• [DOCUMENT EXCERPT]
----

The four closure types described by Koch (or a selection of them) occur in every Classical sonata exposition. Thus, our dataset—comprising over 1,400 Koch-based cadential labels across all of Mozart's instrumental movements of the sonata-allegro type (aside from the omissions referred to above)—yields significant insights into questions of Classical form and possible correlations between the occurrence of cadences and other structural parameters.
Table 1 specifies the four cadential labels used in our corpus alongside basic information regarding the corresponding harmonic degrees (cadential and half-cadential goals) in major- and minor-mode expositions (note that the actual closural sonorities may vary in some unessential details from the ones specified, e.g., due to chord inversions or an added seventh in the half-cadential types). The last column specifies the possibilities of formal embedding of each of the four closure types within the expositional trajectory according to modern theories of sonata form.
|Label||Cadence attained in key||Degree in major-mode pieces||Degree in minor-mode pieces||Typical formal position(s)|
(I or i)
|I||i||End of primary theme (or, alternatively, of a thematic module in the primary-theme zone); end of an incomplete section of the primary theme (in case there is no theme-concluding closure on the principal-key tonic)|
(I or i)
|V||V||Launching the transition section or part of it; preceding the secondary theme; alternatively, concluding a sufficiently independent part of the primary theme|
(V in major; III or, seldom, v in minor)
(in a single case: v:V)
|Heralding the secondary theme (or, alternatively, a transition theme in the secondary key); alternatively, elided or embedded in the transition section (i.e., not realized as a veritable caesura), or preceding a secondary-theme module that occurs at a non-initial position of the secondary-theme zone|
(V in major; III, or, seldom, v in minor)

----

• [EXERCISE REQUIREMENTS] Decide whether each statement below agrees with the text on cadential labels in Mozart's expositions, answering yes or no and quoting the words of the text that settle it. (a) The dataset contains more than 1,400 cadential labels. (b) The actual closing sonorities always match the ones specified in every detail. (c) Koch's closure types appear in only some Classical sonata expositions.

• [EXCERPTED DATA]
----

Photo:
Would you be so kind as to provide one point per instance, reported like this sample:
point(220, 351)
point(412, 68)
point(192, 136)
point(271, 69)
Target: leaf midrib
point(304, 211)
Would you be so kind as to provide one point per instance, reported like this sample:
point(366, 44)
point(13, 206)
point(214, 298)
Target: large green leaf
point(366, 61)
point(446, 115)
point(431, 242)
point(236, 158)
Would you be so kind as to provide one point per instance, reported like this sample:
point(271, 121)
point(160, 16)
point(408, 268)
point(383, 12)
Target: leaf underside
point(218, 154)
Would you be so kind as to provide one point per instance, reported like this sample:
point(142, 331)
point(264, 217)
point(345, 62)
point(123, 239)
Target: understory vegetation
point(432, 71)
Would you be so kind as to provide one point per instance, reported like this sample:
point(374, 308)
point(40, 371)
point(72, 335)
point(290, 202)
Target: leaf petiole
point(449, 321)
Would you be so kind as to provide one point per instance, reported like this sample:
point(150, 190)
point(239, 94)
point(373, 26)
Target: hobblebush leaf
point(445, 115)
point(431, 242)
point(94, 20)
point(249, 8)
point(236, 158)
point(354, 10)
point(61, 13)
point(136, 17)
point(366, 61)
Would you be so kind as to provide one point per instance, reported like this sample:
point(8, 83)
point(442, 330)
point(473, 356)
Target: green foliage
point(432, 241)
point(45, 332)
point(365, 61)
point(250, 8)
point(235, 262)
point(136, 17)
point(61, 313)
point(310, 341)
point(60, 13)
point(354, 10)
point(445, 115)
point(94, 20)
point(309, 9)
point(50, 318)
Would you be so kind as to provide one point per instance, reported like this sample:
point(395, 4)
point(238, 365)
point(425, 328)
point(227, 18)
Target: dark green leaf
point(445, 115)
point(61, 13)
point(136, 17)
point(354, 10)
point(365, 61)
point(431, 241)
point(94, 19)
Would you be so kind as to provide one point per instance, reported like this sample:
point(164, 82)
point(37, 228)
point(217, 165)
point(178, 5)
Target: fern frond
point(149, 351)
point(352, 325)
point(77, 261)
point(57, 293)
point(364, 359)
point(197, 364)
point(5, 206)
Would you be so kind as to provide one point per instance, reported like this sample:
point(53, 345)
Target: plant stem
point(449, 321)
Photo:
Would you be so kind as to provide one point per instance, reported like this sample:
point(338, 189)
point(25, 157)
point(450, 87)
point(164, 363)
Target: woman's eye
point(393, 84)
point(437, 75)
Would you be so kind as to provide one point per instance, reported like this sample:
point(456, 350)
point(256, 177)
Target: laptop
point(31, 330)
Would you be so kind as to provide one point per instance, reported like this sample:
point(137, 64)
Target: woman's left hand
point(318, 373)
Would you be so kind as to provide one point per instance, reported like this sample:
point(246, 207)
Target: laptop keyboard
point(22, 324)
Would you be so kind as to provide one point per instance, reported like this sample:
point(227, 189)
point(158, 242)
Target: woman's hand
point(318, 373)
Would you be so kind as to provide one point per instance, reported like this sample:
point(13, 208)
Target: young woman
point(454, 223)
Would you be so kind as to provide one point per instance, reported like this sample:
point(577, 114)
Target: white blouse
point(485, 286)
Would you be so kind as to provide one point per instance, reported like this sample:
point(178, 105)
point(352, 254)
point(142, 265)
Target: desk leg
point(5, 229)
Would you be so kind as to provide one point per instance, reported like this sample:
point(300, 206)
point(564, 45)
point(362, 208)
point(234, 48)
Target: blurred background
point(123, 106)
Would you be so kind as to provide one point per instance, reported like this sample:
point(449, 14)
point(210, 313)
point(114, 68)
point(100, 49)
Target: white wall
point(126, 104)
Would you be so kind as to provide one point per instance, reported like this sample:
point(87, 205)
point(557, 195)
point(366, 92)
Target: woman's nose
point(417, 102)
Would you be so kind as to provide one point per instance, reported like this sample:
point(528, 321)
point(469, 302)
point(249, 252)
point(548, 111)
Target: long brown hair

----

• [WORKED ANSWER]
(a) Yes: "comprising over 1,400 Koch-based cadential labels"
(b) No: "the actual closural sonorities may vary in some unessential details from the ones specified"
(c) No: "occur in every Classical sonata exposition"